## The exercise
Starting at the line with "TARGET = stone building" and running to the end of the material, rewrite those lines with "minaret" changed to "tower", leaving everything else as it is.

* Start *

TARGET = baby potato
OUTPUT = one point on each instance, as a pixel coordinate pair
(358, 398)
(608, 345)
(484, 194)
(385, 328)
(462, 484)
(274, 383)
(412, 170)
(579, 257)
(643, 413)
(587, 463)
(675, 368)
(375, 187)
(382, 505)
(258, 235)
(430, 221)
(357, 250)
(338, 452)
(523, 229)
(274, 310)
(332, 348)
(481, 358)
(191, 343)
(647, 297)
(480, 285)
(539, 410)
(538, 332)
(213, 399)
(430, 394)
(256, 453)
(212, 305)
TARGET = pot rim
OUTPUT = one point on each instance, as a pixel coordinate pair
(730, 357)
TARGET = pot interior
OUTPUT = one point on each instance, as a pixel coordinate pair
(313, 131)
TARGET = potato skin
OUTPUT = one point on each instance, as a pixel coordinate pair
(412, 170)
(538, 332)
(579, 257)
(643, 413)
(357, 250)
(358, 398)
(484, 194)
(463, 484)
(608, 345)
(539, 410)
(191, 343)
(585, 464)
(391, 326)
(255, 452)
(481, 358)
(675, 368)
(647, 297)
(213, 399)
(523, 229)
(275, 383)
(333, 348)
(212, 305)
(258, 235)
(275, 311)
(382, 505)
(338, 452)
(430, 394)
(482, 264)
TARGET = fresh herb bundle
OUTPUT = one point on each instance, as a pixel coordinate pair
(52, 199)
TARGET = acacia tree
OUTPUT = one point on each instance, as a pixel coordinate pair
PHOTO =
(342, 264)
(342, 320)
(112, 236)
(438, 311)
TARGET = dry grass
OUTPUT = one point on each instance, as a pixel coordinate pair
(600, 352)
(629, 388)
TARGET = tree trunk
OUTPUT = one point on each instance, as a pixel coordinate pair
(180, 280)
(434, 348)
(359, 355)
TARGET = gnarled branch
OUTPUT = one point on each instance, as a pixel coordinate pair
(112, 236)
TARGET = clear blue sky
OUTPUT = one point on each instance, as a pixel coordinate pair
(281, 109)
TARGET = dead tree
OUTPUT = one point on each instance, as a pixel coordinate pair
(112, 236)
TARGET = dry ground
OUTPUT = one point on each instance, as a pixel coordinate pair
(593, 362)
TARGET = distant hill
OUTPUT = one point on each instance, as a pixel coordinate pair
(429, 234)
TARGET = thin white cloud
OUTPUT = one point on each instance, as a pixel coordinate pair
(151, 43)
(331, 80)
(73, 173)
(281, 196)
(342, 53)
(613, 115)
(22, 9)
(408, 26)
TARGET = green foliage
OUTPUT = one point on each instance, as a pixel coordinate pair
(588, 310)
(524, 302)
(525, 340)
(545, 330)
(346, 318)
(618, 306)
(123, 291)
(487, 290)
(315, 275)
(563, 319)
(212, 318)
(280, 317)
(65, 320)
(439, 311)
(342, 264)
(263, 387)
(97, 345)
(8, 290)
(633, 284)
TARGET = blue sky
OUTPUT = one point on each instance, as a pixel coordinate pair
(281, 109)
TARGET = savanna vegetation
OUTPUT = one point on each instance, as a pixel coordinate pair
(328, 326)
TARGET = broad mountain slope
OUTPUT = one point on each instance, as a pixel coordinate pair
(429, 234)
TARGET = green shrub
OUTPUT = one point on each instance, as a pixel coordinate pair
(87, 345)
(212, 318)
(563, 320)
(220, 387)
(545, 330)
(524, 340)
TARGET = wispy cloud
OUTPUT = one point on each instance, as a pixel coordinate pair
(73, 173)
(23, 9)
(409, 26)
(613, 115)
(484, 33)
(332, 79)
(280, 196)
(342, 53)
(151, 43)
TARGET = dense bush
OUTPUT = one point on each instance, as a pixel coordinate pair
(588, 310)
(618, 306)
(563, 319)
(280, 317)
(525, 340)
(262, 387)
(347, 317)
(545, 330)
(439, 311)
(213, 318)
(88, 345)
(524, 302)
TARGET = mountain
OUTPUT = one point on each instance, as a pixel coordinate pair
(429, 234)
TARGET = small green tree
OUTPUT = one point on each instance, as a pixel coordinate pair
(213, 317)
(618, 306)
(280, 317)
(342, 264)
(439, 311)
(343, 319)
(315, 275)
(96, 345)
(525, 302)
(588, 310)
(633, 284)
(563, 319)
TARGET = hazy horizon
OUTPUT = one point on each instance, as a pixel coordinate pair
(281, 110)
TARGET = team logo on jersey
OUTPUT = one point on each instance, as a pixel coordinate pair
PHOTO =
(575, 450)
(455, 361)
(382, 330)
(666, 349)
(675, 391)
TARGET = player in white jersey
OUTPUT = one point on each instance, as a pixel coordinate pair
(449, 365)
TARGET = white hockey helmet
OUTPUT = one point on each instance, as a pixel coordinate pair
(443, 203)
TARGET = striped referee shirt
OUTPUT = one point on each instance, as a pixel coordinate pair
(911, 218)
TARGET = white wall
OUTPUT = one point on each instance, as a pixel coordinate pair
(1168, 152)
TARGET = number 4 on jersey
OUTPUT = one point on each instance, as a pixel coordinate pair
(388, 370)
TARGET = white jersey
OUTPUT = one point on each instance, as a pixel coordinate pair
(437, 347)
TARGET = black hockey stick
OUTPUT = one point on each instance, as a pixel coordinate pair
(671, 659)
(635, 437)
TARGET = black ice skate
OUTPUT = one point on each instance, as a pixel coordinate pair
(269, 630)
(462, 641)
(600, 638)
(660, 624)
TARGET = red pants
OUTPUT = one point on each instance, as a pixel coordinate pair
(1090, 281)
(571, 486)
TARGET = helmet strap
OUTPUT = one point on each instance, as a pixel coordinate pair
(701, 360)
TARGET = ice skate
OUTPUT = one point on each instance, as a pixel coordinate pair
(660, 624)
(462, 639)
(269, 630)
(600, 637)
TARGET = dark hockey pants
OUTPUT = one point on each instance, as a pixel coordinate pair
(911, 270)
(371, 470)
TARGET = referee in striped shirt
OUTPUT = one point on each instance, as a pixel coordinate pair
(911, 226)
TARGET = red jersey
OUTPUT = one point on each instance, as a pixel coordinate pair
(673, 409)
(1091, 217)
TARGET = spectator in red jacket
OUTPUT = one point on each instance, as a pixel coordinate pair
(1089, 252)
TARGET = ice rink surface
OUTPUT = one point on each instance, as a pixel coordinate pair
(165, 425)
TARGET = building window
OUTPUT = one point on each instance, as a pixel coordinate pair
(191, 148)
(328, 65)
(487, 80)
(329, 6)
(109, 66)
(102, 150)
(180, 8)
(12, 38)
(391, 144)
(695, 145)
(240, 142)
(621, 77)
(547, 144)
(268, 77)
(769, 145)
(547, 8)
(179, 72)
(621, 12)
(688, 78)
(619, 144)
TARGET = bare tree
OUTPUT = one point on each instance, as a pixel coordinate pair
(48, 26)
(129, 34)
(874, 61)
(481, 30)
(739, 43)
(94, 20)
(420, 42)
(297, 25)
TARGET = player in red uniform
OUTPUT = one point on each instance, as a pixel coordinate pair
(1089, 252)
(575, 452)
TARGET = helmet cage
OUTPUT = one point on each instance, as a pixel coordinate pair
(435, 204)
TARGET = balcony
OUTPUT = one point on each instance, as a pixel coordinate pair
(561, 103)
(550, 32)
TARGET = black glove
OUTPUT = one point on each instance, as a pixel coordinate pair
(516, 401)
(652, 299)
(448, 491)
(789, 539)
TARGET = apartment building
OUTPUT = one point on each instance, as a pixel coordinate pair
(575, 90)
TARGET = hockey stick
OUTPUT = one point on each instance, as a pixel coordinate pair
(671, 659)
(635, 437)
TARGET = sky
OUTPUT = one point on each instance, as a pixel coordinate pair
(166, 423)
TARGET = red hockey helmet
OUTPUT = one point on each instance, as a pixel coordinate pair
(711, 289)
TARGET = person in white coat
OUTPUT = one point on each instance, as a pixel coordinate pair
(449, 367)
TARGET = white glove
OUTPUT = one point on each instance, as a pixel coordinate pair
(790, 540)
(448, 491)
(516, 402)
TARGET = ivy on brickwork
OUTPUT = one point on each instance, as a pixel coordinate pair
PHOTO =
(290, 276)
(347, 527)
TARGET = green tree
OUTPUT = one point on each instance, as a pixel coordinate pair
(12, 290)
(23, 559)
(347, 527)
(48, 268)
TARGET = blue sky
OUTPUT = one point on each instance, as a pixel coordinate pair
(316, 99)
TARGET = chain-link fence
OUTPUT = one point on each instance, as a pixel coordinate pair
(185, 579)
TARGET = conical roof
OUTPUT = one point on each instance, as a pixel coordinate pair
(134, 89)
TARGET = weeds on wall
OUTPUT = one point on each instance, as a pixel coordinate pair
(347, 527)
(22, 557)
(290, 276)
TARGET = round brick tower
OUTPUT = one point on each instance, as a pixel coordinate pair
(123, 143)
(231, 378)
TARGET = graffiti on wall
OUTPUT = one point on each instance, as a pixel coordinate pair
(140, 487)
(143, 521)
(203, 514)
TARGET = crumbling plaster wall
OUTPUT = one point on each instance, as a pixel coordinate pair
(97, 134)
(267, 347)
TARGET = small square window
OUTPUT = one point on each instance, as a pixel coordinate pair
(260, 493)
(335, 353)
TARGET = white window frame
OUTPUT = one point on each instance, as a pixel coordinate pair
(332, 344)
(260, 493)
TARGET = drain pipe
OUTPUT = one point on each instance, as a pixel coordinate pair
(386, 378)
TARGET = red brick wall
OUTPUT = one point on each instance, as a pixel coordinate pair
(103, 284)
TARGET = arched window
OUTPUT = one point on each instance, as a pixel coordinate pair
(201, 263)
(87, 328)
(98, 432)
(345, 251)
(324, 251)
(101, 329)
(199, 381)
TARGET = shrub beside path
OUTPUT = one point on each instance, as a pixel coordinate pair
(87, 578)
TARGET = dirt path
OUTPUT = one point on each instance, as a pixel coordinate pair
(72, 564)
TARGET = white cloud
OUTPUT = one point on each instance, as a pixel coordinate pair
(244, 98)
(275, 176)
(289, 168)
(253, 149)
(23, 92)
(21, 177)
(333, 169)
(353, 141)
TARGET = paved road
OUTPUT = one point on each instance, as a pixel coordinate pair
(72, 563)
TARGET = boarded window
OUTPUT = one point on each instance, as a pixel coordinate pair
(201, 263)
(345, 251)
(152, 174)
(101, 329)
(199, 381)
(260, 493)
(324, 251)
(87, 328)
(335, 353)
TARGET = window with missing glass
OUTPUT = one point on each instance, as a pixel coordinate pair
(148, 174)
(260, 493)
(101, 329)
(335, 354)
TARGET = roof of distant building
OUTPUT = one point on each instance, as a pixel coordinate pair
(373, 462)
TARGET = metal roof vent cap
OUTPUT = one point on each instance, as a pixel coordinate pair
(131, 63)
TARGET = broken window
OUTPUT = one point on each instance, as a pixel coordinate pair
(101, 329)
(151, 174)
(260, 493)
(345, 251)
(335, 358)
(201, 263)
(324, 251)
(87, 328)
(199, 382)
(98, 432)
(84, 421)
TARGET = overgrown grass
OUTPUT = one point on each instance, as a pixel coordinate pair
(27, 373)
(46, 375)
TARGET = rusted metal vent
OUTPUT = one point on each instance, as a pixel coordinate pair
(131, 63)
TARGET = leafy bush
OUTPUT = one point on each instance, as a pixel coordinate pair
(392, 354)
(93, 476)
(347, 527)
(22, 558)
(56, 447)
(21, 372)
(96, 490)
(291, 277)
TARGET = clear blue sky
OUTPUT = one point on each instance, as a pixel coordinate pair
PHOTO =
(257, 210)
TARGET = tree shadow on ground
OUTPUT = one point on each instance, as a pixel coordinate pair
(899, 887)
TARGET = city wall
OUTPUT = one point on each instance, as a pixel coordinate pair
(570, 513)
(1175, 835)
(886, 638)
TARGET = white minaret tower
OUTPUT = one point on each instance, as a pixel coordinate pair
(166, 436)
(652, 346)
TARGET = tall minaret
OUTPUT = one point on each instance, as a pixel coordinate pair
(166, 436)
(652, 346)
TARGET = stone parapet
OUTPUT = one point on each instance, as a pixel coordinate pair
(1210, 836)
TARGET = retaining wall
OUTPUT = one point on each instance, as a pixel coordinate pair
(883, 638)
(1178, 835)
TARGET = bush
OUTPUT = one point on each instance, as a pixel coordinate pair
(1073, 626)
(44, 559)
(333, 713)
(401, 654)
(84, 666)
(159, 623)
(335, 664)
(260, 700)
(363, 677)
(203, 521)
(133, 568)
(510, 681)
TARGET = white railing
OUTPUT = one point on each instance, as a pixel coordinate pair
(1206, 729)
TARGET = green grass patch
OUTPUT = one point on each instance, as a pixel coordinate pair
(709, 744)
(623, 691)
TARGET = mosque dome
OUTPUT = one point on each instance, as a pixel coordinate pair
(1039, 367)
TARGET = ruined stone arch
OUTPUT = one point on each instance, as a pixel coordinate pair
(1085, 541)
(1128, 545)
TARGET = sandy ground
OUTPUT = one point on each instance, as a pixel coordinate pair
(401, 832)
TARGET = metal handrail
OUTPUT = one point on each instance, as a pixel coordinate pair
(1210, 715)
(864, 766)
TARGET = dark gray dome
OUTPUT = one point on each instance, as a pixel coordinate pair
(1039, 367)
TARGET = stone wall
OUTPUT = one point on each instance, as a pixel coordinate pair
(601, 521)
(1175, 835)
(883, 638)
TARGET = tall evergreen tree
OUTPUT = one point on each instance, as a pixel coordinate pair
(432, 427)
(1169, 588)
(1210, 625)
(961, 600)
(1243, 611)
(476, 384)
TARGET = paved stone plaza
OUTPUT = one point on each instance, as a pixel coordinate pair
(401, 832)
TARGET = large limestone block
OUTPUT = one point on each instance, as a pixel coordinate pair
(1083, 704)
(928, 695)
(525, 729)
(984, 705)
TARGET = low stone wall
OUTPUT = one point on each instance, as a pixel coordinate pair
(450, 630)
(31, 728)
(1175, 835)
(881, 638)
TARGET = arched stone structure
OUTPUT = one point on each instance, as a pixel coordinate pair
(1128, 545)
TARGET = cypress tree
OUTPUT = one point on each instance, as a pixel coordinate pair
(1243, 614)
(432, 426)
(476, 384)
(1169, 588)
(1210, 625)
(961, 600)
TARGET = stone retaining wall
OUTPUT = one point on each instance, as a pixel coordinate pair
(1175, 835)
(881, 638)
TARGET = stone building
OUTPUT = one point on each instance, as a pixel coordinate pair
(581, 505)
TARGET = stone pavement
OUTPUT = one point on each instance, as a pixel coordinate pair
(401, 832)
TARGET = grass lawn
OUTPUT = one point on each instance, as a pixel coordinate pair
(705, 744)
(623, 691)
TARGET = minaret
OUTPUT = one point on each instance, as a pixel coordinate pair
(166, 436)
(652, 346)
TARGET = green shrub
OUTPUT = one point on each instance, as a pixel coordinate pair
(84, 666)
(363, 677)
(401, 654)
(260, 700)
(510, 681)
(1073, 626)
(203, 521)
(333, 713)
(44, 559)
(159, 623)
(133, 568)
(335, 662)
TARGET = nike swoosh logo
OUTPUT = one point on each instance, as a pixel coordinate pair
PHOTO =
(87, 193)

* End *

## Response to the task
TARGET = stone building
OUTPUT = one point on each instance, as a pixel coordinate pair
(581, 505)
TARGET = stone pavement
OUTPUT = one point on each instance, as a pixel coordinate pair
(401, 832)
TARGET = grass lawn
OUTPUT = one point on each instance, as a pixel coordinate pair
(705, 744)
(623, 691)
TARGET = tower
OUTPUT = one point on each instance, as a pixel coordinate pair
(166, 436)
(652, 346)
TARGET = green shrub
OUTPUT = one point on each instance, as a pixel coordinate pair
(84, 666)
(363, 677)
(401, 654)
(260, 700)
(510, 681)
(1073, 626)
(203, 521)
(333, 713)
(44, 559)
(159, 623)
(133, 568)
(335, 662)
TARGET = nike swoosh logo
OUTPUT = one point on each instance, as a pixel coordinate pair
PHOTO =
(87, 193)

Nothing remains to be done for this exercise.